Home Health ICD-9/ICD-10 Alert

Coding Compliance:

Beware Risky Coding Contracts - Percentage Raises Red Flag

Happy New Year from the OIG: We're watching your contracts.

If you pay coding or billing contracts as a percentage of the money Medicare pays you, compliance scrutiny may be heading your way.

One area the HHS Office of Inspector General plans to focus on in the new year is providers' arrangements with billing companies, the OIG's 2005 Work Plan proclaims.
 
And one part of a contract that raises an OIG red flag is paying a percentage fee rather than a flat fee, attorneys warn.

"Certainly the OIG does not like percentage contracts in a lot of situations," says attorney Chris Crosswhite with Duane Morris in Washington.
 
Providers that want to be cautious should either ask for an OIG Advisory Opinion on these types of contracts or establish arrangements with consultants willing to charge on some basis other than percentage of monies collected, advises Burtonsville, MD-based health care attorney Elizabeth Hogue.

Problem: If your agency hires coding consultants using a percentage compensation, the government may theorize this provides an incentive to upcode, because the more the home care provider makes, the more the billing company makes, says attorney David Glaser with Fredrickson & Byron in Minneapolis.

**Exercise**
Can you quote everything in the coding contracts article from "Happy New Year" down to "fee, attorneys warn."? Answer from the coding contracts article alone.

**Data under study**

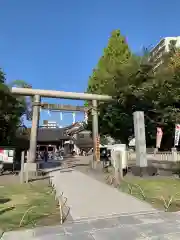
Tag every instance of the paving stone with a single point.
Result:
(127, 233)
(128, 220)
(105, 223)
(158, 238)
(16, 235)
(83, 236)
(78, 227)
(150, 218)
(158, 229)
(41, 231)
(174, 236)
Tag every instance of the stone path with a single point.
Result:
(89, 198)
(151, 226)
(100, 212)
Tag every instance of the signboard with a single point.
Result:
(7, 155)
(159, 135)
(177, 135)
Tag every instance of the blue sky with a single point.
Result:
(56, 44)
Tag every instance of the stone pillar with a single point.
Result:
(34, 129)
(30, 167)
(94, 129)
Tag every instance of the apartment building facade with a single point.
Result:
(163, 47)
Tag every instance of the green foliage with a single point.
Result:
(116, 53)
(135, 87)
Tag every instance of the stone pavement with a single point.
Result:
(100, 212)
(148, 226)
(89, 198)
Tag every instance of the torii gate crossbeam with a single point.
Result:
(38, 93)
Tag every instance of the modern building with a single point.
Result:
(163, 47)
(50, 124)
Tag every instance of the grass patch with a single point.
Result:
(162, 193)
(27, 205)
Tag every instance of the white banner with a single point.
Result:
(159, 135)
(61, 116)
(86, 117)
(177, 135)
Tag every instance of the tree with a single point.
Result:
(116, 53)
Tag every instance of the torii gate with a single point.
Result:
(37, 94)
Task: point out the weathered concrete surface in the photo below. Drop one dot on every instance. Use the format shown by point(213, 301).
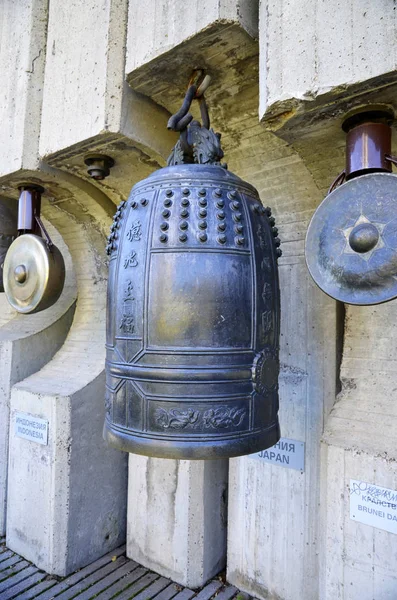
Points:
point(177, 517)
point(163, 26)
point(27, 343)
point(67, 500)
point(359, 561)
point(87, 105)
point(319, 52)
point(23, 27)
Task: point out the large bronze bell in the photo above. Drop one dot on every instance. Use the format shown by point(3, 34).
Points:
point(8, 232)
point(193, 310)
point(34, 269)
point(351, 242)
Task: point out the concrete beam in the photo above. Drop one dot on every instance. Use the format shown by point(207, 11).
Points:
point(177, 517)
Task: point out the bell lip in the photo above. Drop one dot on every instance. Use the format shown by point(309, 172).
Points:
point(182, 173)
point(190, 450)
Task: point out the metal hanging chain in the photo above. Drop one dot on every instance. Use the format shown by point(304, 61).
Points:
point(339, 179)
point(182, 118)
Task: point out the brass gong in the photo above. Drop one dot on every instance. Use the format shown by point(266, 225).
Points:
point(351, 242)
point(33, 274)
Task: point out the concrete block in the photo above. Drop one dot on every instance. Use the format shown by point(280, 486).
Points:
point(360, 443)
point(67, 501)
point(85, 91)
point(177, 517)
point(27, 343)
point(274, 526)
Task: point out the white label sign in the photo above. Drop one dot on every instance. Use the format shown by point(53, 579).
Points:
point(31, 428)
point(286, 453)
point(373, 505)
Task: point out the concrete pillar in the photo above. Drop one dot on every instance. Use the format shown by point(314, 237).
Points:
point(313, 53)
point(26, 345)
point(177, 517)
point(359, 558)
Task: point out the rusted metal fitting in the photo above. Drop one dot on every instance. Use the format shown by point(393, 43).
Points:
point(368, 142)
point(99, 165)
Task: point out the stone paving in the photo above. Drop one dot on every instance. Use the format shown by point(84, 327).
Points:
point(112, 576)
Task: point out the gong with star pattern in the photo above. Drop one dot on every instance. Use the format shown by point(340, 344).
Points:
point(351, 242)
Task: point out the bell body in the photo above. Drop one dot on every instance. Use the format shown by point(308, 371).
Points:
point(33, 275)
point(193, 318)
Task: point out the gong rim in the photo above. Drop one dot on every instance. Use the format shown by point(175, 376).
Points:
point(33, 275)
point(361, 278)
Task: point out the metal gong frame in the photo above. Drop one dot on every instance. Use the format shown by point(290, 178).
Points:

--

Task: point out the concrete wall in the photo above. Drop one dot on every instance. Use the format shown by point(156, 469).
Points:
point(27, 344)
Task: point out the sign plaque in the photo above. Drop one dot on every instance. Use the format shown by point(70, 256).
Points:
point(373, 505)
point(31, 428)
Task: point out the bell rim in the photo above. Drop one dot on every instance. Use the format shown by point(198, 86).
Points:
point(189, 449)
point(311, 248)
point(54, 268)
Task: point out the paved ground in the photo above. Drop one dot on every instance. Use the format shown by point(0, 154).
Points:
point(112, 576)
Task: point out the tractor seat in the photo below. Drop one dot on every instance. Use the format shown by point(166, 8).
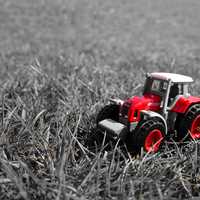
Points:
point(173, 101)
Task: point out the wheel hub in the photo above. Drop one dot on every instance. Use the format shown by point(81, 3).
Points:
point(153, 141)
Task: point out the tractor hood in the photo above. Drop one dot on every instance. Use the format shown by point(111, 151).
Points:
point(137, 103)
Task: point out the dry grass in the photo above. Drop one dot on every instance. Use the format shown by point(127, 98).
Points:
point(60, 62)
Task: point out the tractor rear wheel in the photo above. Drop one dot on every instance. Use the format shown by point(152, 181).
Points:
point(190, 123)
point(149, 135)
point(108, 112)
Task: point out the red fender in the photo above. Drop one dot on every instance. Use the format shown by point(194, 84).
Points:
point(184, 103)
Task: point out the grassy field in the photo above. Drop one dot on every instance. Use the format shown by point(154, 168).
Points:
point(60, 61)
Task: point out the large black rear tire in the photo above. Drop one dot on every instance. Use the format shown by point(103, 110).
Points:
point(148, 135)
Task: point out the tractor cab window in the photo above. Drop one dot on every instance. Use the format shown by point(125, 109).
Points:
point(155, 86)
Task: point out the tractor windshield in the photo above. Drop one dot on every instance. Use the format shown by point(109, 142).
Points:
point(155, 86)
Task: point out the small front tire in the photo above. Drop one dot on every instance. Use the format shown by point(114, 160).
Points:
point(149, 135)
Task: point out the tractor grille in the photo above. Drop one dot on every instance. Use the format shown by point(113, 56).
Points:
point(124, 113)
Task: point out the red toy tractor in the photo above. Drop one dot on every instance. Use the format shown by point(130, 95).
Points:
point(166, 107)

---

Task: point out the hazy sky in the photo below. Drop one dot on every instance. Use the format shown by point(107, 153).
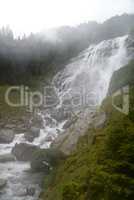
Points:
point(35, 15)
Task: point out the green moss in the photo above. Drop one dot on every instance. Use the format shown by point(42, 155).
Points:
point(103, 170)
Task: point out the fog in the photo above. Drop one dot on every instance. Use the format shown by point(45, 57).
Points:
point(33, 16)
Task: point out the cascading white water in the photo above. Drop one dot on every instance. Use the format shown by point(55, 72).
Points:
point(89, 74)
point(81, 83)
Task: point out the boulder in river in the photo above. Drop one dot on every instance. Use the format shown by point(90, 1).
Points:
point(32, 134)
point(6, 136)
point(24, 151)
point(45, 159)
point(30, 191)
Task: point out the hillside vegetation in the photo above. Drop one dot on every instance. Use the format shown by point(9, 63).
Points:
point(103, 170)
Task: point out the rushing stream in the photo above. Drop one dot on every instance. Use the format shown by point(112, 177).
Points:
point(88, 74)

**Problem solution**
Happy New Year from the OIG: We're watching your contracts.

If you pay coding or billing contracts as a percentage of the money Medicare pays you, compliance scrutiny may be heading your way.

One area the HHS Office of Inspector General plans to focus on in the new year is providers' arrangements with billing companies, the OIG's 2005 Work Plan proclaims.
 
And one part of a contract that raises an OIG red flag is paying a percentage fee rather than a flat fee, attorneys warn.